What this task involves
Starting with the line below that contains "hill in the image." and going on through the line that contains "[0,36,77,241]", write those lines out again with "Detected" changed to "Found" and nothing else altered.
◇ ◇ ◇
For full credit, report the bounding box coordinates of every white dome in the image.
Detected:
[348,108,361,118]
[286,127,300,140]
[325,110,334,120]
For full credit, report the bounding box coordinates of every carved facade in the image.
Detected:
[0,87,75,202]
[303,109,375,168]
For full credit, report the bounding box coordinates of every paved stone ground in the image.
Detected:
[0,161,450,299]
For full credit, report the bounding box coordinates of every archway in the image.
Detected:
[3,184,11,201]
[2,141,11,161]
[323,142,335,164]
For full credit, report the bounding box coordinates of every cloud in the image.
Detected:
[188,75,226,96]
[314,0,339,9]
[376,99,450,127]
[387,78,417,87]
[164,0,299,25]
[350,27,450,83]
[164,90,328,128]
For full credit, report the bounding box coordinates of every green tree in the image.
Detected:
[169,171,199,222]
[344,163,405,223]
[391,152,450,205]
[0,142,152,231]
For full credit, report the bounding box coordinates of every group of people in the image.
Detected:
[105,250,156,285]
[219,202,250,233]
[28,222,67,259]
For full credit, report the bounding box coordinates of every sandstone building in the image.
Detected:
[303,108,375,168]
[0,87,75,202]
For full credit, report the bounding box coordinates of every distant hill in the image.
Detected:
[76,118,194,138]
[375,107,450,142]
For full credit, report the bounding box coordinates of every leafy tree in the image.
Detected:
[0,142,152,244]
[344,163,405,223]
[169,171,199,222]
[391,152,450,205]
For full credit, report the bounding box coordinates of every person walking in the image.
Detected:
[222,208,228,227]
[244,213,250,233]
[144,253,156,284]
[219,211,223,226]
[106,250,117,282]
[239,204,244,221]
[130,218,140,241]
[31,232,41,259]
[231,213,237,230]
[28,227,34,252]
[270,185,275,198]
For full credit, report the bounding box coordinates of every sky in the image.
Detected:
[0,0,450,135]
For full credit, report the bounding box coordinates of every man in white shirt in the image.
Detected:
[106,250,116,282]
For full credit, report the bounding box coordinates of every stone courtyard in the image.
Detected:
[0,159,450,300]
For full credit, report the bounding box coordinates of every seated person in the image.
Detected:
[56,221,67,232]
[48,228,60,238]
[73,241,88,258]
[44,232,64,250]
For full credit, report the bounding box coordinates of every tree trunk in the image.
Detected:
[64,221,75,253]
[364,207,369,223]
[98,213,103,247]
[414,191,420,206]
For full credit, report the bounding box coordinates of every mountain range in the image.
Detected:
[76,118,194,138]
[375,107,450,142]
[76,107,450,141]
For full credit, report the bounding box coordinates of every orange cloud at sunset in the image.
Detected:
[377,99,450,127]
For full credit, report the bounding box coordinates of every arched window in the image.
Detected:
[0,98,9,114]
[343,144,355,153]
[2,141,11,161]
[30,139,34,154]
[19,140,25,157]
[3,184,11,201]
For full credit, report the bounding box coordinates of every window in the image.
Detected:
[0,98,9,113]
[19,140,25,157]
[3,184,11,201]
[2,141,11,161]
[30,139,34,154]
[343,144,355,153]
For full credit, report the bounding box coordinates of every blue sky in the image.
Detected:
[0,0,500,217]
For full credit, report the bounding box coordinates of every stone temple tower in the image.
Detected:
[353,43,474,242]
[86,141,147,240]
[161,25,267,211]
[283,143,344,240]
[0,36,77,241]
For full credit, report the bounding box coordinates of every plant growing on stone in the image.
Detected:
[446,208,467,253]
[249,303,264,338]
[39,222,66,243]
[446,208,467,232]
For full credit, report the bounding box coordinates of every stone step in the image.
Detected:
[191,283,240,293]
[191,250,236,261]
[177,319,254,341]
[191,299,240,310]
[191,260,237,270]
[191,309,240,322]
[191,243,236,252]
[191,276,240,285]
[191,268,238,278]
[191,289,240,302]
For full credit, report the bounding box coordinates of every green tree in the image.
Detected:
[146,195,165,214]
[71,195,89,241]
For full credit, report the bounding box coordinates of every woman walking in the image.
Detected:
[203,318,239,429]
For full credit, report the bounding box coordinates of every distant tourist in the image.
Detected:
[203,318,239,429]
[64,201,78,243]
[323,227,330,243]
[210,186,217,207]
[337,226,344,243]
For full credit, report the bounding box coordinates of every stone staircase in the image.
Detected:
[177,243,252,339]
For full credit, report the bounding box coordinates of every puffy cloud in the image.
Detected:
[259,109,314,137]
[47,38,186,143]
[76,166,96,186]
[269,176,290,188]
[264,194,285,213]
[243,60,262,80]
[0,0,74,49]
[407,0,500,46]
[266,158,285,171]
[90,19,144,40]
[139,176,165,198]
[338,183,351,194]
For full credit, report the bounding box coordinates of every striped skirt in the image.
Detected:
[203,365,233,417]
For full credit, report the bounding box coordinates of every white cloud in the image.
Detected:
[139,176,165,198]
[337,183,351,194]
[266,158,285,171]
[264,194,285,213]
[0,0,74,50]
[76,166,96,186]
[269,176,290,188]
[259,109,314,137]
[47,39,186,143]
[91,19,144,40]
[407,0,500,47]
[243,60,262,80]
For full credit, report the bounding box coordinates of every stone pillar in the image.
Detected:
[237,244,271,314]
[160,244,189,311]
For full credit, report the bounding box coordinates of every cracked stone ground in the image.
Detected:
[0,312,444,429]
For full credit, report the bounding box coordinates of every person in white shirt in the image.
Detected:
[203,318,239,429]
◇ ◇ ◇
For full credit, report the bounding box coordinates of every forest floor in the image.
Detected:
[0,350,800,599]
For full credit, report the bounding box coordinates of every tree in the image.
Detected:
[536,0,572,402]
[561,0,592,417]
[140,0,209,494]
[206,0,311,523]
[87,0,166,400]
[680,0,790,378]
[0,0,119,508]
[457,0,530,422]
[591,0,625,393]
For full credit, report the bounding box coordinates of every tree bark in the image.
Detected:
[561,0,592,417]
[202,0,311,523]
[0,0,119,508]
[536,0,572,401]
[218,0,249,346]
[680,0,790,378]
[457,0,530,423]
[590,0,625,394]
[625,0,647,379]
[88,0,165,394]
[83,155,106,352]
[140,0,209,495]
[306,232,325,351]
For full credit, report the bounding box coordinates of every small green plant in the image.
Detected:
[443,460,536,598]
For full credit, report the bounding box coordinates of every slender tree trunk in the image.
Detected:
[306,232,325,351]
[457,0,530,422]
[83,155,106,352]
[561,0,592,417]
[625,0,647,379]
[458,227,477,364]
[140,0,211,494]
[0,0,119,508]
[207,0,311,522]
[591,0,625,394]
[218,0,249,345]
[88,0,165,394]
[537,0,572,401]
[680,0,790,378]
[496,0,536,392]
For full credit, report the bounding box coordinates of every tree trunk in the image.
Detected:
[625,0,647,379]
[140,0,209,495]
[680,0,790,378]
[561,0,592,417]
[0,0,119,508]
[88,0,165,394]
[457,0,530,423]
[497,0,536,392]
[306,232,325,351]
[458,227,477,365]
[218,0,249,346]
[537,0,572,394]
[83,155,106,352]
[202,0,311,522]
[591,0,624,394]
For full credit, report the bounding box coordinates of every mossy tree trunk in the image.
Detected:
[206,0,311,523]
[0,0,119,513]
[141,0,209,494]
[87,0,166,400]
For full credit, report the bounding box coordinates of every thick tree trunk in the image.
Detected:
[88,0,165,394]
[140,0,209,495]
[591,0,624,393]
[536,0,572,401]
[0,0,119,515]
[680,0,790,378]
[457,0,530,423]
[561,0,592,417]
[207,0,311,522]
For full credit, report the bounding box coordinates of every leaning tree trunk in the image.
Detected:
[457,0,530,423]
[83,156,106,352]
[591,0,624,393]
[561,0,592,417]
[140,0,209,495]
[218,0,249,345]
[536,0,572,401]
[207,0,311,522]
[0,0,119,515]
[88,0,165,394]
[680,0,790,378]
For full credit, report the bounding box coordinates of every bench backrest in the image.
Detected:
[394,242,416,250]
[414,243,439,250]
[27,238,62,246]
◇ ◇ ◇
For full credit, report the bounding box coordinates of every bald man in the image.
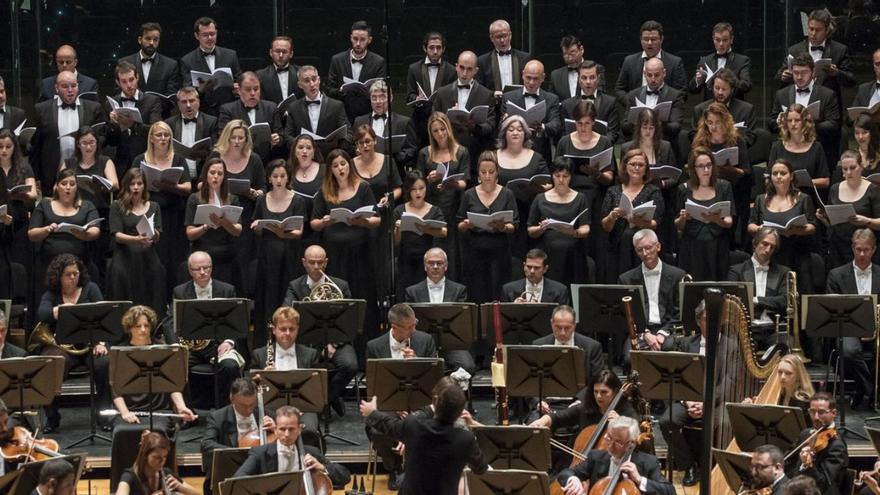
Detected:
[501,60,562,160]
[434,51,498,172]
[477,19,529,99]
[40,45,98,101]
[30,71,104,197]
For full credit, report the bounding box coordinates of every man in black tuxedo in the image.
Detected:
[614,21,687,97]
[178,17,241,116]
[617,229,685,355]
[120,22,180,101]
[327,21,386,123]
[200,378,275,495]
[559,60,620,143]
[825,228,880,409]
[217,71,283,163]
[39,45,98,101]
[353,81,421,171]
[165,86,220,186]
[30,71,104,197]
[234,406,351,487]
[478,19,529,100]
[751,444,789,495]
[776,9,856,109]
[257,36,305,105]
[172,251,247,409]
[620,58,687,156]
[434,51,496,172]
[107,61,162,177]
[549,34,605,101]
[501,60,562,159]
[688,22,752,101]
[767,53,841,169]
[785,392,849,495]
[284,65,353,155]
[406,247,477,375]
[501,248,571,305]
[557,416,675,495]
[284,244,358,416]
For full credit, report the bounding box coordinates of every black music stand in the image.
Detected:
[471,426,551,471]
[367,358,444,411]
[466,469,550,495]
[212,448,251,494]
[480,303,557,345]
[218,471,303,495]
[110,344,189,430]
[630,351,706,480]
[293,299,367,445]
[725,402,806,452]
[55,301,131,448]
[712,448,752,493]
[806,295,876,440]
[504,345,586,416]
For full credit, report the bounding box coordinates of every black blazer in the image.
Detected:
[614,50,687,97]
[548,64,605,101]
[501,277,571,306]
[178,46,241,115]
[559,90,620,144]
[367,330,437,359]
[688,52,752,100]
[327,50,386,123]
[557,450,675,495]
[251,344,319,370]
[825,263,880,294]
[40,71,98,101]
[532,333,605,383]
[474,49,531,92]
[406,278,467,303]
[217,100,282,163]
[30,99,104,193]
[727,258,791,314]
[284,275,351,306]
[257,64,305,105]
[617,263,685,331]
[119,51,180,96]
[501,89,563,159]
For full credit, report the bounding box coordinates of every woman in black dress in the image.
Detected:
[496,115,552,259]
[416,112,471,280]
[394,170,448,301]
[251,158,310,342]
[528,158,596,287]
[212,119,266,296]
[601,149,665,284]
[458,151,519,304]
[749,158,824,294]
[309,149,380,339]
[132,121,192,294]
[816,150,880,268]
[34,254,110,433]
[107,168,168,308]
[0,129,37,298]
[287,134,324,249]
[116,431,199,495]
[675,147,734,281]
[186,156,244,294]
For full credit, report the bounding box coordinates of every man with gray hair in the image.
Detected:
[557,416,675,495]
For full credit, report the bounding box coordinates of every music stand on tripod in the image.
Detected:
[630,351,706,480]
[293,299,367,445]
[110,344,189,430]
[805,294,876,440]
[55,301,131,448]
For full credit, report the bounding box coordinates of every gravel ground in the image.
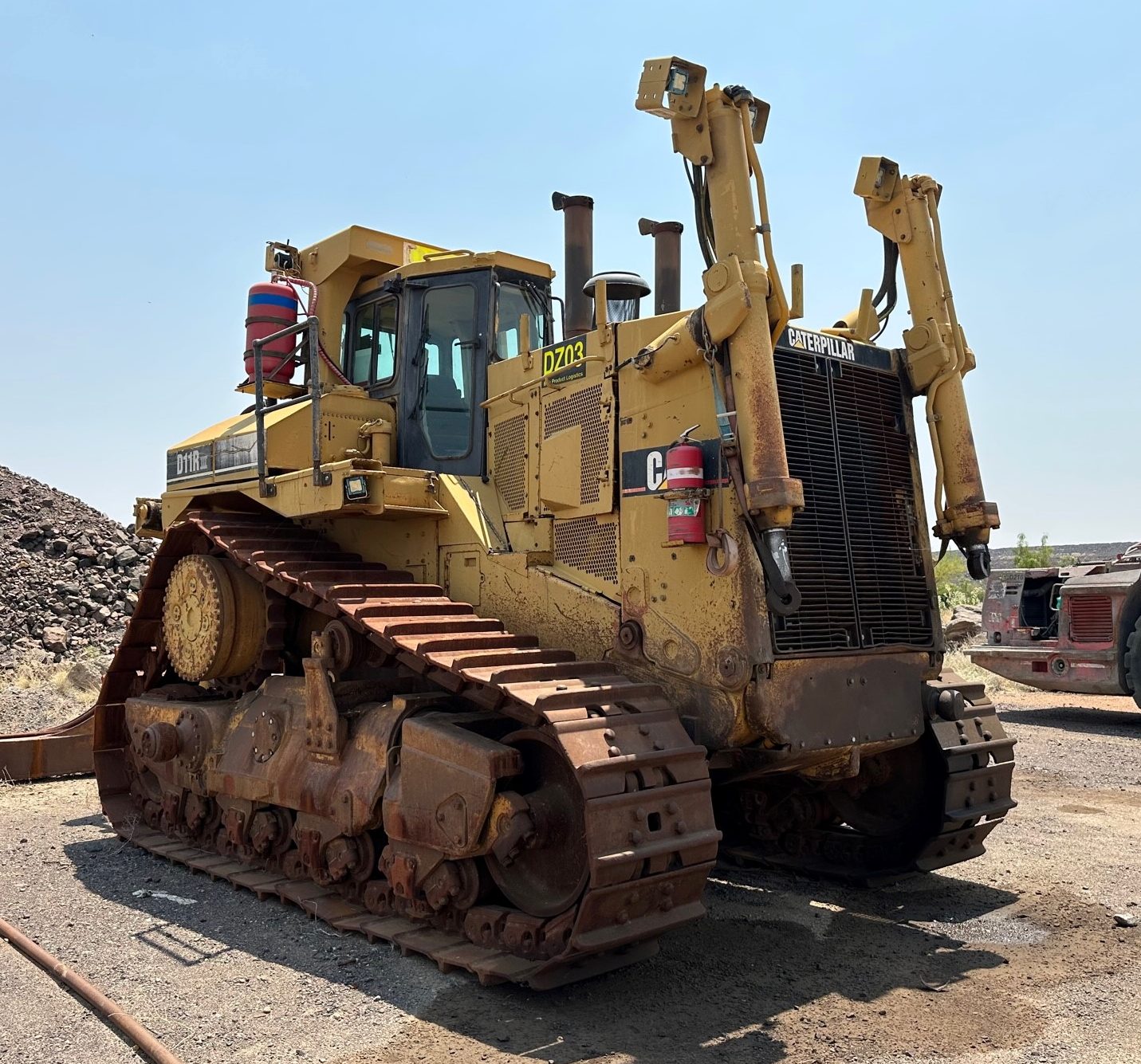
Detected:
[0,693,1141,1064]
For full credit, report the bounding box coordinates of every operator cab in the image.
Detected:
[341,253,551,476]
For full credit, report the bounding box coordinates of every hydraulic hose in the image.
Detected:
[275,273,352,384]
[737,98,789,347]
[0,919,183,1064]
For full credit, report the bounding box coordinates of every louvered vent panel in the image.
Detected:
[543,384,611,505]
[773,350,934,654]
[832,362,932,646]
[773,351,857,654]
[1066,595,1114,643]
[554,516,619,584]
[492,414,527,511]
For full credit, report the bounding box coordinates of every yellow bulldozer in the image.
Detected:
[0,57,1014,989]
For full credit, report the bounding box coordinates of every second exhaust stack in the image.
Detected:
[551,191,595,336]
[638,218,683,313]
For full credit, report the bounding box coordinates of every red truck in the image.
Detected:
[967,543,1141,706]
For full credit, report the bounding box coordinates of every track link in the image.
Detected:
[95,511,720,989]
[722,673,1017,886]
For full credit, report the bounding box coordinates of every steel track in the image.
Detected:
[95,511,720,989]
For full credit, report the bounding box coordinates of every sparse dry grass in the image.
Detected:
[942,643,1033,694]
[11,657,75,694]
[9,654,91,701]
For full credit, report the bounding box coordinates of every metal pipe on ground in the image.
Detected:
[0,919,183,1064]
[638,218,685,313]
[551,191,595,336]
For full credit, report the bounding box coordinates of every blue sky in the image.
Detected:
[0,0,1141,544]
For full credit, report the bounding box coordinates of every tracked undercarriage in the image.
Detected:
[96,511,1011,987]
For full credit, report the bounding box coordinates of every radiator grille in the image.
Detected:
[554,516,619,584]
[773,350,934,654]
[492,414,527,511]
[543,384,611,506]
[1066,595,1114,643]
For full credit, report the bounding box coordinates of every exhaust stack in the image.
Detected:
◇ ◇ ◇
Response below
For full credit, report the bounding box coordinates of every distant hill in the image.
Found:
[76,118,194,138]
[375,107,450,142]
For full credit, report the bounding box coordinates of every leafy tree in the image.
Found:
[0,142,152,244]
[344,163,405,223]
[169,171,199,222]
[391,152,450,205]
For full credit, report the bounding box coordinates of every person walking in the image.
Found:
[222,208,228,227]
[244,213,250,233]
[144,253,156,284]
[219,211,223,226]
[106,250,117,282]
[239,204,244,221]
[130,218,140,241]
[31,232,41,259]
[231,213,237,230]
[28,227,34,252]
[270,185,275,198]
For full credit, report the bounding box coordinates of every sky in the image.
Found:
[0,0,450,135]
For full credit, report the bounding box coordinates of every man in white shirt in the image.
Found:
[106,250,116,282]
For full credit, report the bounding box coordinates of every stone courtyard in the image.
Found:
[0,159,450,300]
For full credit, report the bounding box coordinates of every seated person in the image.
Found:
[56,221,67,232]
[48,228,60,238]
[73,241,88,258]
[44,232,64,250]
For full credit, report the bounding box coordinates of every tree trunk in the image.
Found:
[64,221,75,253]
[364,207,369,223]
[98,213,103,247]
[414,191,420,206]
For full credit, report the bounding box coordinates of every mountain range in the image.
Found:
[76,118,194,138]
[375,107,450,142]
[76,107,450,141]
For full credit, report the bounding box coordinates of every orange cloud at sunset in the image.
Found:
[377,99,450,127]
For full credit, report the bounding box coordinates of every arched window in the image.
Found:
[0,98,9,114]
[343,144,355,153]
[2,141,11,161]
[30,139,34,154]
[19,140,25,157]
[3,184,11,201]
For full credit, report the bounding box coordinates of every window in the image.
Found:
[0,98,9,113]
[19,140,25,157]
[3,184,11,201]
[2,141,11,161]
[30,139,34,154]
[343,144,355,153]
For full credit, report the bounding box coordinates of every blue sky in the image.
Found:
[0,0,500,217]
For full credit, report the bounding box coordinates of every stone temple tower in the image.
Found:
[353,43,474,242]
[86,141,147,240]
[161,25,267,211]
[283,143,344,240]
[0,36,77,241]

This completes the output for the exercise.